** begin EXTRACT **
- Championship Rank: 1st
- Play-off result: Runners Up
- Challenge Cup: 6th Round
- 2018 record: Wins: 27; draws: 1; losses: 6
- Points scored: For: 1086; against: 580

Team information
- CEO: Eric Perez
- Head Coach: Paul Rowley
- Captain: Josh McCrone;
- Stadium: Lamport Stadium
- Avg. attendance: 6,908
- Agg. attendance: 96,714
- High attendance: 9,266 (vs. London Broncos)

Top scorers
- Tries: Liam Kay (26)
- Goals: Ryan Brierley (82)
- Points: Ryan Brierley (214)
| ← 2017 | List of seasons | 2019 → |

= 2018 Toronto Wolfpack season =

This article details the Toronto Wolfpack's rugby league football club's 2018 season. This is the Wolfpack's 2nd season in their history and 1st season in the Championship after the Wolfpack dominated the 2017 League 1 season and earned promotion to 2018 Rugby League Championship.

== Season review ==

=== September 2017 ===

After winning the 2017 League 1 season and promotion to the Championship, Toronto immediately sought to improve their squad as they announced that centre Tom Armstrong had signed from Super League side Widnes Vikings. Warrington Wolves prop forward Ashton Sims signed for the Wolfpack on a 2-year deal. Albanian prop Olsi Krasniqi was the next to sign from Salford Red Devils along with Australian prop David Taylor from Canberra Raiders and NRL halfback Josh McCrone from St George Illawarra Dragons.

=== October 2017 ===

October started with Toronto paying £130,000 for the services of loose forward Joe Westerman from Warrington Wolves on a three-year deal. Following this, the Wolfpack acquired hooker Andy Ackers from Championship side London Broncos on a two-year deal. During this month it was revealed that the club would be releasing props Steve Crossley, Tom Dempsey and Shaun Pick whilst halfback Rhys Jacks and hooker Sean Penkywicz would also be released.

=== November 2017 ===

The fixtures for the 2018 season were released and it was revealed that Toronto would travel to relegated Leigh Centurions for the first game of the season, the Wolfpack will play their first 11 games away from home before they host Halifax RLFC on April 28. Toronto would also face Leigh during the annual Summer Bash as the headline match. Club captain, Craig Hall, becomes another departing Wolfpack player, leaving on personal terms for family reasons. The Wolfpack also announced a ground breaking Transatlantic Challenge which would see them face the Bradford Bulls in a pre-season match in 2018 and 2019, with the 2018 fixture being played at Odsal Stadium on 26 January and the 2019 fixture likely to be played in Canada or the United States to promote the sport. Furthermore, Toronto agreed to change their UK base from Brighouse Rangers to Manchester Metropolitan University in order to take advantage of better facilities.

=== December 2017 ===

December started with the announcement that the Wolfpack would kick off the Magic Weekend in 2018 by playing against Toulouse Olympique in order to promote the international teams within the sport and also promote the RFL Championship to a wider audience. It was also revealed that Toronto had signed forward Cory Paterson on a two-year deal from relegated Leigh Centurions. Furthermore, the Wolfpack also signed forward Sam Hopkins and winger Adam Higson on a one-year deals from Leigh.
** end EXTRACT **
= WRITTEN TASKS =
1/ In the 2018 Toronto Wolfpack season article, write out everything from "This article details" down to "George Illawarra Dragons.".
2/ According to the 2018 Toronto Wolfpack season article, which player did Toronto pay £130,000 to sign from Warrington Wolves?
3/ According to the 2018 Toronto Wolfpack season article, why did the Wolfpack open the 2018 Magic Weekend against Toulouse Olympique?
** begin SUPPLIED ENTRIES **
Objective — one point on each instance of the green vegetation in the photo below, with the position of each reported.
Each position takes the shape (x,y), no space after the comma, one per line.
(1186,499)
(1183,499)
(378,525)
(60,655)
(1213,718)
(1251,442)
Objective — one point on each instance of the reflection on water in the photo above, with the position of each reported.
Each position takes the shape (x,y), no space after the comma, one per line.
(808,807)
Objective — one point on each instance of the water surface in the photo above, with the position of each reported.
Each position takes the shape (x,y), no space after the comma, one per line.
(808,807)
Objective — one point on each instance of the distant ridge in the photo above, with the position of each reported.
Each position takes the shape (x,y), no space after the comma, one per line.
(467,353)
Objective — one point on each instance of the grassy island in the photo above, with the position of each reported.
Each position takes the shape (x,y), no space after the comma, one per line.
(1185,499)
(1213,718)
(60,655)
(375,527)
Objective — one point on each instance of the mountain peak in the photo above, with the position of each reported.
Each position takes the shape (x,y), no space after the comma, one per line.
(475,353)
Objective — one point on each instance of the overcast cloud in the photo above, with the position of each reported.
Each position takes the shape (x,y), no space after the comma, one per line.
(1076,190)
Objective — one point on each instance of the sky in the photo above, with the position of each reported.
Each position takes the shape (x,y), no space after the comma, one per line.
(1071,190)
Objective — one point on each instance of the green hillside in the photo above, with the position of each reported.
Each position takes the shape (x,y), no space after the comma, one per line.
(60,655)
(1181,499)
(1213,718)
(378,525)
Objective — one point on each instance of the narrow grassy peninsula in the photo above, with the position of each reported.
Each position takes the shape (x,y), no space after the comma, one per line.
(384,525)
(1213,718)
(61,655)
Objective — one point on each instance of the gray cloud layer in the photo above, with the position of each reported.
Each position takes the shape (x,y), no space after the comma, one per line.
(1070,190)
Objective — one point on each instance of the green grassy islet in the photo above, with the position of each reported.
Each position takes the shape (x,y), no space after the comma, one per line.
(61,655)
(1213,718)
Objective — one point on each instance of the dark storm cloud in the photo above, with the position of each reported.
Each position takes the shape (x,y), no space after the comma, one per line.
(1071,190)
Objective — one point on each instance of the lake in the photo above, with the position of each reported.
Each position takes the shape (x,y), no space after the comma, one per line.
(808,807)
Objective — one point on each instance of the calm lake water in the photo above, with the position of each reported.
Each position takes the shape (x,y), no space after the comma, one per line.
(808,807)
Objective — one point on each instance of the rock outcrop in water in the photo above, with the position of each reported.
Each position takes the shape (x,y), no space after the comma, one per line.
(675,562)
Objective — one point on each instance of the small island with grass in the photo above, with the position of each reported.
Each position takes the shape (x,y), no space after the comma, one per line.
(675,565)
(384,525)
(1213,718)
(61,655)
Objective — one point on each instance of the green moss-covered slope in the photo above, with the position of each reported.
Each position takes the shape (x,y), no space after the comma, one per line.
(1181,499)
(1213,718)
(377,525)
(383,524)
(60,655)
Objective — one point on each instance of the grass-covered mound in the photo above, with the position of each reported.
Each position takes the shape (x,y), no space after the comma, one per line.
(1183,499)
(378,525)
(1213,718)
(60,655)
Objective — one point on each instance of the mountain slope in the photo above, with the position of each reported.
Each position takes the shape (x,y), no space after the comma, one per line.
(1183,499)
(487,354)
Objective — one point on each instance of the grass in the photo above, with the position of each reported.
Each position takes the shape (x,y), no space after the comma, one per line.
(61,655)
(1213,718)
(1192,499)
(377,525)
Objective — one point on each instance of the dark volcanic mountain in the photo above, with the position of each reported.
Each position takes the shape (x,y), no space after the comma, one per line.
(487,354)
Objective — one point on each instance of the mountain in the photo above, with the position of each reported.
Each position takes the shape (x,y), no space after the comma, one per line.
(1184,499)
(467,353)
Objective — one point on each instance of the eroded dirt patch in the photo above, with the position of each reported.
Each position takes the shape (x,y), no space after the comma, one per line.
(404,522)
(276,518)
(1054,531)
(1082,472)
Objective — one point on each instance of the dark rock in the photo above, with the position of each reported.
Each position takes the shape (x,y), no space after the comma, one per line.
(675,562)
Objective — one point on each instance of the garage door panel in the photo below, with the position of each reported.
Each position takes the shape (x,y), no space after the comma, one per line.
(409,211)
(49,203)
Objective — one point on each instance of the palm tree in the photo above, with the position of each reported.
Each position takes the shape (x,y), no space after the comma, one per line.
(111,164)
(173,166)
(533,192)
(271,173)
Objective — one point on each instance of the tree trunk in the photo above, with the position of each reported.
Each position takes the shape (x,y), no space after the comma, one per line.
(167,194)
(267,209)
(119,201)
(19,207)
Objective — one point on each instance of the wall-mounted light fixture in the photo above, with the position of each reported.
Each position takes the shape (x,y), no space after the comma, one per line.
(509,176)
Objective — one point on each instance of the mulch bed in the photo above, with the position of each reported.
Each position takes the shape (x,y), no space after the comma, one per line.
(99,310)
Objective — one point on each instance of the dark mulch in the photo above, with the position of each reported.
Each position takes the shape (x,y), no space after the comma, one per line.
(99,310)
** end SUPPLIED ENTRIES **
** begin SUPPLIED ENTRIES **
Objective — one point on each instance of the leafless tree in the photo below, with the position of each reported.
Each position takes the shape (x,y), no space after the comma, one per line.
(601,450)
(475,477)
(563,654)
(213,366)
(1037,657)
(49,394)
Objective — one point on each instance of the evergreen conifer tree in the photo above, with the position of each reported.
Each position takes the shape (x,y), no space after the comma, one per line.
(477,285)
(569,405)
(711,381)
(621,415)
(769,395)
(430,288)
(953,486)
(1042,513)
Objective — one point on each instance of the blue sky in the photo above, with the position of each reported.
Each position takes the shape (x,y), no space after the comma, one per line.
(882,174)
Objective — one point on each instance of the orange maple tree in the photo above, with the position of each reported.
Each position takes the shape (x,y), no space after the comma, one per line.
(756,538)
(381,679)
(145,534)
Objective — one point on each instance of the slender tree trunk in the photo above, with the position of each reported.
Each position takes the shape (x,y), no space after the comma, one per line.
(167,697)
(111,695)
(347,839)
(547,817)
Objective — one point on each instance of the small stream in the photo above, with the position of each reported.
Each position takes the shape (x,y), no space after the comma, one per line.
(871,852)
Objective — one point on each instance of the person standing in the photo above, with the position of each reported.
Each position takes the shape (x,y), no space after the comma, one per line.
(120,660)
** end SUPPLIED ENTRIES **
= TASK-BY-TASK OUTPUTS =
1/
This article details the Toronto Wolfpack's rugby league football club's 2018 season. This is the Wolfpack's 2nd season in their history and 1st season in the Championship after the Wolfpack dominated the 2017 League 1 season and earned promotion to 2018 Rugby League Championship.

== Season review ==

=== September 2017 ===

After winning the 2017 League 1 season and promotion to the Championship, Toronto immediately sought to improve their squad as they announced that centre Tom Armstrong had signed from Super League side Widnes Vikings. Warrington Wolves prop forward Ashton Sims signed for the Wolfpack on a 2-year deal. Albanian prop Olsi Krasniqi was the next to sign from Salford Red Devils along with Australian prop David Taylor from Canberra Raiders and NRL halfback Josh McCrone from St George Illawarra Dragons.

2/ Loose forward Joe Westerman.

3/ The match was meant to promote the international teams within the sport. It was also meant to bring the RFL Championship to a wider audience.